▶ [GIVEN PROBLEM] Each entry below is to be printed verbatim.
------ STORED RECORDS
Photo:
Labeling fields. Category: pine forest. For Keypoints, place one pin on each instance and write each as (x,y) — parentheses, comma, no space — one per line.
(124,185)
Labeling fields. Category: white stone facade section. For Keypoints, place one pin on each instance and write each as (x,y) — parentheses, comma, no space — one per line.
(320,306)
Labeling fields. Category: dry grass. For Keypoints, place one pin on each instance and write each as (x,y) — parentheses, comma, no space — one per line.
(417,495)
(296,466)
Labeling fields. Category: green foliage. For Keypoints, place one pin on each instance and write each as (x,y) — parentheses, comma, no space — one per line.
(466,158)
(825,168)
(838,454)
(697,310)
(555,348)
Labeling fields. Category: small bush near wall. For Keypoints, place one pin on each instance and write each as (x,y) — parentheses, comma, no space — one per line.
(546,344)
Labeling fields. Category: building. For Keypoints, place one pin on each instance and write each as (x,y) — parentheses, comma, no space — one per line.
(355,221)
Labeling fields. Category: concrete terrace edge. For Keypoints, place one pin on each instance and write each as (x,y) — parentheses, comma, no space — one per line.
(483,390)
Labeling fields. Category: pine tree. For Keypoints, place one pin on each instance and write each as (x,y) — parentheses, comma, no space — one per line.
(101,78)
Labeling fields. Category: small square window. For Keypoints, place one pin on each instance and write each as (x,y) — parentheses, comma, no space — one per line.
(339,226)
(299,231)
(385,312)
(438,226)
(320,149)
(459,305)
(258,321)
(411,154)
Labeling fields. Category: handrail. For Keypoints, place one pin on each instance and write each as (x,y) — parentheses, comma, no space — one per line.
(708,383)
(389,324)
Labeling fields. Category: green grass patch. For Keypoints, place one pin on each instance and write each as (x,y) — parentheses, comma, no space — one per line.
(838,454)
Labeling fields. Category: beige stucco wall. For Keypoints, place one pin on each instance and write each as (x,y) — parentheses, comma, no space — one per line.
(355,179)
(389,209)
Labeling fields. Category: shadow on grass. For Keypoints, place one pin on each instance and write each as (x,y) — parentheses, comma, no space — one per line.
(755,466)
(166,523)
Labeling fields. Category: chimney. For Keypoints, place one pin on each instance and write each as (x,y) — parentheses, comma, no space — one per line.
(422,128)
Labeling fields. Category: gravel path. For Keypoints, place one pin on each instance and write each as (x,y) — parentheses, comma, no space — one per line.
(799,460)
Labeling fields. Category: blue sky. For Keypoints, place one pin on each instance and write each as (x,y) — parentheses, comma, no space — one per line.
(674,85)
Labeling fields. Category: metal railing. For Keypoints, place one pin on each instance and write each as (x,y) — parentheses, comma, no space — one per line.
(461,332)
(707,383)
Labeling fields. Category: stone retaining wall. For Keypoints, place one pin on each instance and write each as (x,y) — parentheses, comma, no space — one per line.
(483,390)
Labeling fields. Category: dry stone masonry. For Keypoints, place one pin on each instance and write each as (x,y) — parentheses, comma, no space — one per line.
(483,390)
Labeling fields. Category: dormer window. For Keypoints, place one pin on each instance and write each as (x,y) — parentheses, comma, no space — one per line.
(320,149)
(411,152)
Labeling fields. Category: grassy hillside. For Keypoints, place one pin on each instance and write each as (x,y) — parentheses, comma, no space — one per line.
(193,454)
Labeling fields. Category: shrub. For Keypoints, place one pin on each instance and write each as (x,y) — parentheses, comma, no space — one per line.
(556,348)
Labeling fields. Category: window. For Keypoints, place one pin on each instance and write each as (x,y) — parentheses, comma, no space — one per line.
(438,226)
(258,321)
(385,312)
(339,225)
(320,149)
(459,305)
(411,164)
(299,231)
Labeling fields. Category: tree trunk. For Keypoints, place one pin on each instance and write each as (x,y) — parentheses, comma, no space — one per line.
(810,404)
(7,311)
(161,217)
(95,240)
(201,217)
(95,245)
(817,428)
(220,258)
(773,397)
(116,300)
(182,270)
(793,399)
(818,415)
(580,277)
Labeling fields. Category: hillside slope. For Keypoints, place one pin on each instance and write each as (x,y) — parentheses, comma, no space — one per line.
------------
▶ [REPLY]
Photo:
Labeling fields. Category: pine forest. For Keypoints, place one pin on each instance and write each as (x,y) — parentheses, comma, no space — one per line.
(124,185)
Labeling fields. Category: white stone facade section. For Keypoints, place one pin on each instance and write each as (x,y) — parentheses, comma, no space — one per line.
(320,306)
Labeling fields. Category: dry grass. For Keypoints, place one pin on each instance and write each as (x,y) — parentheses, comma, no space — one per line.
(417,495)
(296,466)
Labeling fields. Category: green foliage. For Keypoints, place one pin on each instance and write each as (x,y) — parentheses, comma, no space — one per line.
(466,158)
(825,168)
(838,454)
(697,310)
(555,348)
Labeling fields. Category: small bush near wall. For Keypoints, place one pin on each instance and write each as (x,y) — parentheses, comma, no space — one per line.
(546,344)
Labeling fields. Category: building. For Keypoints, place one pin on each instance and write each as (x,y) — parentheses, comma, no space — one per line.
(355,221)
Labeling fields. Category: concrete terrace edge. For Keypoints, place one pin on each instance and write each as (x,y) — parentheses, comma, no space — one per line.
(483,390)
Labeling fields. Category: pine tree. For Keypoints, place one pin on each instance and write each as (x,y) — parentheses, comma, no space — one per line.
(101,78)
Labeling fields. Category: small square window. For Keypoints, place one pin on each instance and write each as (x,y) — parentheses, comma, no space — one per line.
(339,226)
(299,231)
(385,312)
(438,226)
(320,149)
(459,305)
(258,321)
(411,154)
Labeling fields. Category: handrail. For Keypoints, place one pin on each instance and write each as (x,y) — parentheses, comma, no space — one per line.
(708,383)
(389,324)
Labeling fields. Category: green grass patch. For Keypoints, place one pin on each instance and write each as (x,y) — parentheses, comma, no space — one per line.
(838,454)
Labeling fields. Category: beige stucco wall. For Keypoints, place one pin on each instance and write each as (x,y) — parentheses, comma, no space — one per line.
(355,179)
(389,209)
Labeling fields. Category: shadow on grass. For Keypoints, place one pin on each instance and write each as (x,y) — parentheses, comma, no space — one per line.
(755,466)
(166,523)
Labeling fields. Category: chimney. For Keypoints, place one pin on each instance and write each as (x,y) — parentheses, comma, no space — one per line.
(422,128)
Labeling fields. Category: gravel path. For Keypoints, place one pin on each instance and write each as (x,y) — parentheses, comma, no space — one per line.
(799,460)
Labeling fields. Category: blue sky. For Keypoints, place one pin on each instance and write each as (x,y) — parentheses, comma, no space — one per line.
(674,85)
Labeling fields. Category: metal railing. For Keypoints, place one pin on each instance and write each as (x,y) — parentheses, comma, no space — one per line.
(461,332)
(707,383)
Labeling fields. Category: stone retaining wall. For Keypoints, place one pin on each instance and write each as (x,y) — parentheses, comma, no space — one per line.
(483,390)
Labeling fields. Category: dry stone masonry. For Keypoints, place one pin on each instance and write each as (x,y) — parentheses, comma, no space — one per line.
(483,390)
Labeling fields. Category: dormer window. For Keypoints, place one pin on each instance and write each as (x,y) — parentheses, comma, no space — one per line.
(320,149)
(411,152)
Labeling fields. Category: grassy hillside. For Keypoints, place one pin on each instance and write each as (x,y) — parentheses, comma, no space — one per line.
(193,454)
Labeling fields. Category: shrub. For Keypoints, place one pin on each instance and write each as (x,y) — parentheses, comma, no space — one per line.
(556,348)
Labeling fields. Category: window. For Keypoints, place one pin on each instance and write each as (x,y) — parentheses, comma, no space — one per line.
(438,226)
(258,321)
(385,312)
(339,225)
(320,149)
(459,305)
(411,164)
(299,231)
Labeling fields. Category: tree trunk. For Keypoints, place one pin on each instance and write each as (x,y) — parentheses, comma, no space — one per line.
(810,404)
(7,311)
(161,217)
(95,240)
(201,217)
(95,245)
(817,428)
(220,258)
(773,397)
(116,300)
(182,270)
(793,399)
(818,415)
(580,277)
Labeling fields. Category: hillside slope. For Keypoints, place one pin on each instance and write each as (x,y) — parentheses, comma, no space — one per line.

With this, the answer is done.